=== WHAT THE TASK ASKS ===
The reply to the records below should contain exactly the lines from the line with "Target: person's face" through the line with "Where can the spanish", and nothing besides.

=== DATA ===

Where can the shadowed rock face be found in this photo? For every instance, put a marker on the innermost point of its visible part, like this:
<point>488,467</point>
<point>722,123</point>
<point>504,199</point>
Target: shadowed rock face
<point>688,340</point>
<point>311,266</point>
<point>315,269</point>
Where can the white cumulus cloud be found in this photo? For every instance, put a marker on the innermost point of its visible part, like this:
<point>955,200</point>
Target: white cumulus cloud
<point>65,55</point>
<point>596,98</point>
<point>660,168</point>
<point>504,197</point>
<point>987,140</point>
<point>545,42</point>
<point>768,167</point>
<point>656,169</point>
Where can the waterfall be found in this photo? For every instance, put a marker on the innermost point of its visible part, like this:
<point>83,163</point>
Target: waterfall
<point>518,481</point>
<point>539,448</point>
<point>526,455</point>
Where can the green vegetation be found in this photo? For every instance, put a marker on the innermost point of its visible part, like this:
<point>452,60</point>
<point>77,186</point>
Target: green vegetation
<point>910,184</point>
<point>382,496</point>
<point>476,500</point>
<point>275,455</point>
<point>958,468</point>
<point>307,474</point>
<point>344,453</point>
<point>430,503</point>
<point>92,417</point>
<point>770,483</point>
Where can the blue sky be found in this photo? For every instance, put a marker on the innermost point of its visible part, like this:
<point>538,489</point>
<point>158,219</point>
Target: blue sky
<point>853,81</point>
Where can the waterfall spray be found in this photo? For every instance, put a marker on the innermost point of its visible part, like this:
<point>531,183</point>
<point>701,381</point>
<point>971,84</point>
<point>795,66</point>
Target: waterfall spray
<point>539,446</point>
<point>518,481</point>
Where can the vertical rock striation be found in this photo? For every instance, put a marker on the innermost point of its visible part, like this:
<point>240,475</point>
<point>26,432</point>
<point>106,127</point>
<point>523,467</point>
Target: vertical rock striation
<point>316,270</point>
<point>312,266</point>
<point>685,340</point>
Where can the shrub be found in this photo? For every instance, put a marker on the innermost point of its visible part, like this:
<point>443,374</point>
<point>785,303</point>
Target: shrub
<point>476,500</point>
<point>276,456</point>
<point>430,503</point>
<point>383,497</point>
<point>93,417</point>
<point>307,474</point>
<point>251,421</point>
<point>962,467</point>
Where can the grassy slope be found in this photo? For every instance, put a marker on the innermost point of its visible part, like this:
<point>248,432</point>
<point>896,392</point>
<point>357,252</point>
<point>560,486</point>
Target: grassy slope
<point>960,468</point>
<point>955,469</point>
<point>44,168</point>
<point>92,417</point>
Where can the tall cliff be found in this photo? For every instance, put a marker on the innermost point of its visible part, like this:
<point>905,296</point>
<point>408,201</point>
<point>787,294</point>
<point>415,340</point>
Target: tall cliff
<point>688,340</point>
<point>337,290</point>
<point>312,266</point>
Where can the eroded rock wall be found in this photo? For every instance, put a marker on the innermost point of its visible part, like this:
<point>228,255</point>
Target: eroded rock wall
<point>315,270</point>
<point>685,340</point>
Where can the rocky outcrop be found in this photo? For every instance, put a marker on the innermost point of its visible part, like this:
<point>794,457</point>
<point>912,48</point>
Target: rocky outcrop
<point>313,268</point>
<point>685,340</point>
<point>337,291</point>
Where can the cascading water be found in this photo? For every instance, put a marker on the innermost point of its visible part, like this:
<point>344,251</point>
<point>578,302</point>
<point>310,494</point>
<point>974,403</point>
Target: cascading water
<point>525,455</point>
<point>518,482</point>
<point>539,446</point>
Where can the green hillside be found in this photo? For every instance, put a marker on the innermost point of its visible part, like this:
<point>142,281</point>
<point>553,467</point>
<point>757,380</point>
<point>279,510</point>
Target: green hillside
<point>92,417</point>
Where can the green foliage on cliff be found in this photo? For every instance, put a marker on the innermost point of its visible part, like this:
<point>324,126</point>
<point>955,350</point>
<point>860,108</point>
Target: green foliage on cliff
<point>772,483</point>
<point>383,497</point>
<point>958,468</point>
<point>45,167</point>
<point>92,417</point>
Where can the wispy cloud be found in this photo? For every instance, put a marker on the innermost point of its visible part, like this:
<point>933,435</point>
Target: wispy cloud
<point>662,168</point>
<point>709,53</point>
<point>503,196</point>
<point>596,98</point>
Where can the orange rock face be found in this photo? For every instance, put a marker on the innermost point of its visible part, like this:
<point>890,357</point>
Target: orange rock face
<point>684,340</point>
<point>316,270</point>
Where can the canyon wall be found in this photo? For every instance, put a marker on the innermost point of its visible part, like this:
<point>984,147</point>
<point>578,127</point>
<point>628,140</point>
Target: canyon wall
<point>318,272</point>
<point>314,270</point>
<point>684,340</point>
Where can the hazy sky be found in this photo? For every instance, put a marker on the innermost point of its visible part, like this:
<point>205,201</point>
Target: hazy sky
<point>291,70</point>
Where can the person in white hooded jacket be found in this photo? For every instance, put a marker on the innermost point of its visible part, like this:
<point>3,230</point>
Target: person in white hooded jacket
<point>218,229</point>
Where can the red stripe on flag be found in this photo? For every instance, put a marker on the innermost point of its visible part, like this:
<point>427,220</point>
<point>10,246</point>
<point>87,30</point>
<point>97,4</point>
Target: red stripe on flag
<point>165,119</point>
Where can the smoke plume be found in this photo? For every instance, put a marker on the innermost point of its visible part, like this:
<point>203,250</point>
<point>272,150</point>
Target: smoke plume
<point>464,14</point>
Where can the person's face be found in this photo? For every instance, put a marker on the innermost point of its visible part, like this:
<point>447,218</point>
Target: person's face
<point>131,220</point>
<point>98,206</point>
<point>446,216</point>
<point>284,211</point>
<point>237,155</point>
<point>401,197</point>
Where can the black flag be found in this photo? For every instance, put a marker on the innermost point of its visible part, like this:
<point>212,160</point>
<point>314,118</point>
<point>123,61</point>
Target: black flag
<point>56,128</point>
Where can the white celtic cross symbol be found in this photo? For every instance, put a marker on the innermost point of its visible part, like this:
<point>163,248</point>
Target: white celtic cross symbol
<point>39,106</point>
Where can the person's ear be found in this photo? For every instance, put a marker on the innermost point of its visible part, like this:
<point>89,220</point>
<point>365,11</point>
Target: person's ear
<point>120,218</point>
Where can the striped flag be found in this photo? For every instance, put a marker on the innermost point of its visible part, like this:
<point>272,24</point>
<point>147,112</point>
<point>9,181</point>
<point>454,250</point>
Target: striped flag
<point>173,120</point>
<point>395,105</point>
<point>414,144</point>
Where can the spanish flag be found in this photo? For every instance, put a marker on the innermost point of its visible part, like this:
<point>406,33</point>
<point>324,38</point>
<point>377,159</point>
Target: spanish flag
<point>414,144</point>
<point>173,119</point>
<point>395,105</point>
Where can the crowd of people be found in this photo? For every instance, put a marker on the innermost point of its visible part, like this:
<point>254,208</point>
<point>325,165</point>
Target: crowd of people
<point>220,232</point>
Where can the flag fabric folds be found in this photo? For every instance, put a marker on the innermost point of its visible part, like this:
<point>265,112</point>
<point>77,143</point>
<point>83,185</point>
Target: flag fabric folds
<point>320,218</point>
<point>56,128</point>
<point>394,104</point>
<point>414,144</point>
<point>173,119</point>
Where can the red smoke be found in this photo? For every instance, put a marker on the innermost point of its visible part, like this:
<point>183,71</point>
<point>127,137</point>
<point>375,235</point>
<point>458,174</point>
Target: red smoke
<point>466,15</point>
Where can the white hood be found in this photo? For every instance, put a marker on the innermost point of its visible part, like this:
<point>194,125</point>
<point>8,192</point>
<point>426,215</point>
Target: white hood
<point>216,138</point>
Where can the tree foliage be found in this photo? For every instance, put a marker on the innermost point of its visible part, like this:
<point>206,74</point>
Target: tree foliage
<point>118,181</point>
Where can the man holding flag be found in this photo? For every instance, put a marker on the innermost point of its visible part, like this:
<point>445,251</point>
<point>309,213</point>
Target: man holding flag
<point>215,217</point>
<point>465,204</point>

=== SOLUTION TO THIS TASK ===
Target: person's face
<point>131,220</point>
<point>98,206</point>
<point>446,216</point>
<point>284,211</point>
<point>237,155</point>
<point>401,197</point>
Where can the black flag be found in this photo? For every instance, put a marker on the innermost point of its visible part, like this:
<point>212,160</point>
<point>314,118</point>
<point>123,61</point>
Target: black flag
<point>56,128</point>
Where can the white celtic cross symbol be found in this photo? For every instance, put a marker on the innermost point of its visible part, like this:
<point>163,248</point>
Target: white celtic cross symbol
<point>39,106</point>
Where can the person's ear be found in this photo? For every instance, put a marker on the innermost point of its visible part, like this:
<point>89,220</point>
<point>365,11</point>
Target: person's ear
<point>120,218</point>
Where can the striped flag be found in this photo? For every instance, put a marker on the innermost point of its visible part, like this:
<point>272,24</point>
<point>147,112</point>
<point>9,181</point>
<point>454,250</point>
Target: striped flag
<point>173,120</point>
<point>395,105</point>
<point>414,144</point>
Where can the spanish flag be found in this photo? For every instance, put a marker on the innermost point of its visible part, like this:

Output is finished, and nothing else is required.